In the listing below, every line with the word "neckline" needs to be copied.
Recorded data below:
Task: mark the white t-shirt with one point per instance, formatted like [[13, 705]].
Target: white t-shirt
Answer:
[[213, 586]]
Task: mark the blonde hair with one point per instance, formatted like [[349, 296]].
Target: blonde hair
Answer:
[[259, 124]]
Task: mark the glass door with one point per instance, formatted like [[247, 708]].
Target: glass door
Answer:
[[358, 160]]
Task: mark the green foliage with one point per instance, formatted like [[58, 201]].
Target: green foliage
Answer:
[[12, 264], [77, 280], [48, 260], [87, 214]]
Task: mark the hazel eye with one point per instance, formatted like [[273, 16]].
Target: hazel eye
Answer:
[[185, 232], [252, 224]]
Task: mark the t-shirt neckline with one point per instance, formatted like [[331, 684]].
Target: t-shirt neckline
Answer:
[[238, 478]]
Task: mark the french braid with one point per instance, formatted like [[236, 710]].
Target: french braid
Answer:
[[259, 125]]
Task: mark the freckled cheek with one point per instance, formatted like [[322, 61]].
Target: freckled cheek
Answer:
End of Recorded data.
Final answer ::
Task: mark the t-shirt neckline with one point per instance, formatted like [[331, 684]].
Target: t-shirt neckline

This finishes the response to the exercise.